Activity = A faithful copy of the whole listing is required, with nothing left out.

* * * * * * * * *

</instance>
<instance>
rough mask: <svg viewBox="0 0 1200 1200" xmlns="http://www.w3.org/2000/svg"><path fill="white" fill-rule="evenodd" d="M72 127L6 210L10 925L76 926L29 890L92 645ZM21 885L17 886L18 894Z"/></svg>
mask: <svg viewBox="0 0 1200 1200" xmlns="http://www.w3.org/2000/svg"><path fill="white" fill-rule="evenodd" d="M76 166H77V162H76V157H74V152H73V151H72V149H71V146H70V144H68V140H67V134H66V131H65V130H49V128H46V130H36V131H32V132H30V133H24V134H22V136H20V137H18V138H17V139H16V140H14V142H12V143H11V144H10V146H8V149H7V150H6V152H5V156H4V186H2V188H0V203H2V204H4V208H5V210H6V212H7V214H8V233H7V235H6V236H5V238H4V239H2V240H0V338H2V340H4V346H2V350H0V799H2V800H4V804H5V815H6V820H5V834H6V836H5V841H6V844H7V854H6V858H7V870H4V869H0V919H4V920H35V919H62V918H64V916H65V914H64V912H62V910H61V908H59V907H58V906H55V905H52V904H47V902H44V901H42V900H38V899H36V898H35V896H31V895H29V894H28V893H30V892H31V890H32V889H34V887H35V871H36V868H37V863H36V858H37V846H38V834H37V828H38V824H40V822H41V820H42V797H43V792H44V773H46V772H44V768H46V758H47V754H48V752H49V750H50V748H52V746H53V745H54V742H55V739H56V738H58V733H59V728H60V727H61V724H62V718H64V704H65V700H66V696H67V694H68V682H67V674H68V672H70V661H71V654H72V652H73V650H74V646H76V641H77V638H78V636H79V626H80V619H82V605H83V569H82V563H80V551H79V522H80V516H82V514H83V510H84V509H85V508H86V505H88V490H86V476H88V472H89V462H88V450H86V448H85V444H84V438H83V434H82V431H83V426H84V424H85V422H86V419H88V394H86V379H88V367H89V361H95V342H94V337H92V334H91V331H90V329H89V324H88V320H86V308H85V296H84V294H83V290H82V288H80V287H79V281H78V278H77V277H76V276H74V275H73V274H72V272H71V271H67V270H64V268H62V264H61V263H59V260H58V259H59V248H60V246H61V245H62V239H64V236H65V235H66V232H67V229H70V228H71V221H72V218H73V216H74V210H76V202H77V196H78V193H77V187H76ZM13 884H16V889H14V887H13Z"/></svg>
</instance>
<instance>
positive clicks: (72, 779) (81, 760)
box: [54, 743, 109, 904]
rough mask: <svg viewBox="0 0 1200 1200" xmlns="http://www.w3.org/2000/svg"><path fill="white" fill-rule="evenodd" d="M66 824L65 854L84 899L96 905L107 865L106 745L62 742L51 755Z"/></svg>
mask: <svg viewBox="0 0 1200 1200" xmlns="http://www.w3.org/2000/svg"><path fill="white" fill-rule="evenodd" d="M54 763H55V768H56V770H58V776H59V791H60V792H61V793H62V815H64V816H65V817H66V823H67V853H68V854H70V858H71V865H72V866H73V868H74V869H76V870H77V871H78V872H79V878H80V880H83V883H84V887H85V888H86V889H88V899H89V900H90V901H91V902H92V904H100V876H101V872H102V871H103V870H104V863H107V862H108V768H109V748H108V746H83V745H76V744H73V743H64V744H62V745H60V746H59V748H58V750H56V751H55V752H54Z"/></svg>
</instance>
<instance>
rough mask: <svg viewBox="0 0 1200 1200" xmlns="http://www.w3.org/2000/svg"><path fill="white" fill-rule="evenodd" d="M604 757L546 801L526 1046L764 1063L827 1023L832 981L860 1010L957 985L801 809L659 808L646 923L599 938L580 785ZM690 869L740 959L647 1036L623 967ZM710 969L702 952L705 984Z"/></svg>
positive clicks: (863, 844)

* * * * * * * * *

Output below =
</instance>
<instance>
rough mask: <svg viewBox="0 0 1200 1200" xmlns="http://www.w3.org/2000/svg"><path fill="white" fill-rule="evenodd" d="M72 127L6 210L10 925L76 926L29 890L92 645ZM21 885L17 886L18 894Z"/></svg>
mask: <svg viewBox="0 0 1200 1200" xmlns="http://www.w3.org/2000/svg"><path fill="white" fill-rule="evenodd" d="M76 166H77V162H76V157H74V152H73V151H72V149H71V146H70V144H68V140H67V134H66V131H65V130H49V128H46V130H36V131H32V132H30V133H24V134H22V136H20V137H18V138H17V139H16V140H14V142H12V143H11V144H10V146H8V149H7V150H6V152H5V156H4V186H2V188H0V203H2V204H4V208H5V210H6V212H7V214H8V233H7V235H6V236H5V238H4V239H2V240H0V338H2V340H4V346H2V350H0V799H2V800H4V804H5V815H6V820H5V834H6V836H5V841H6V844H7V854H6V858H7V870H4V869H0V919H4V920H35V919H62V918H64V916H65V914H64V912H62V910H61V908H59V907H58V906H55V905H52V904H47V902H44V901H42V900H38V899H36V898H35V896H31V895H29V894H28V893H30V892H31V890H32V889H34V887H35V871H36V868H37V863H36V858H37V846H38V834H37V828H38V824H40V822H41V820H42V797H43V792H44V773H46V772H44V768H46V758H47V754H48V752H49V750H50V748H52V746H53V745H54V742H55V739H56V738H58V733H59V728H60V727H61V724H62V718H64V704H65V700H66V696H67V694H68V682H67V674H68V672H70V661H71V654H72V652H73V650H74V646H76V641H77V638H78V636H79V626H80V619H82V605H83V569H82V563H80V551H79V522H80V516H82V514H83V510H84V509H85V508H86V505H88V490H86V476H88V472H89V462H88V450H86V448H85V444H84V438H83V434H82V431H83V426H84V424H85V422H86V419H88V394H86V379H88V367H89V361H95V342H94V337H92V334H91V331H90V329H89V324H88V320H86V308H85V296H84V294H83V290H82V288H80V287H79V281H78V278H77V277H76V276H74V275H73V274H72V272H71V271H67V270H64V268H62V264H61V263H59V260H58V259H59V248H60V246H61V245H62V239H64V236H65V235H66V232H67V229H70V228H71V221H72V218H73V216H74V210H76V202H77V196H78V193H77V187H76ZM13 884H16V889H14V887H13Z"/></svg>
</instance>
<instance>
positive clicks: (72, 779) (81, 760)
box: [54, 743, 109, 904]
rough mask: <svg viewBox="0 0 1200 1200" xmlns="http://www.w3.org/2000/svg"><path fill="white" fill-rule="evenodd" d="M66 824L65 854L84 899L96 905L107 865L106 745L62 742L51 755Z"/></svg>
mask: <svg viewBox="0 0 1200 1200" xmlns="http://www.w3.org/2000/svg"><path fill="white" fill-rule="evenodd" d="M54 763H55V768H56V770H58V776H59V791H60V792H61V793H62V815H64V816H65V817H66V823H67V853H68V854H70V858H71V865H72V866H73V868H74V869H76V870H77V871H78V872H79V878H80V880H83V883H84V887H85V888H86V889H88V899H89V900H90V901H91V902H92V904H100V876H101V872H102V871H103V870H104V863H107V862H108V768H109V748H108V746H83V745H76V744H73V743H64V744H62V745H60V746H59V748H58V750H56V751H55V752H54Z"/></svg>
</instance>
<instance>
rough mask: <svg viewBox="0 0 1200 1200" xmlns="http://www.w3.org/2000/svg"><path fill="white" fill-rule="evenodd" d="M604 757L546 801L526 1046L764 1063L827 1023L832 981L860 1010L957 985L801 809L659 808L646 923L599 938L580 785ZM690 869L740 959L647 1036L623 967ZM710 969L702 952L705 984Z"/></svg>
positive clicks: (863, 844)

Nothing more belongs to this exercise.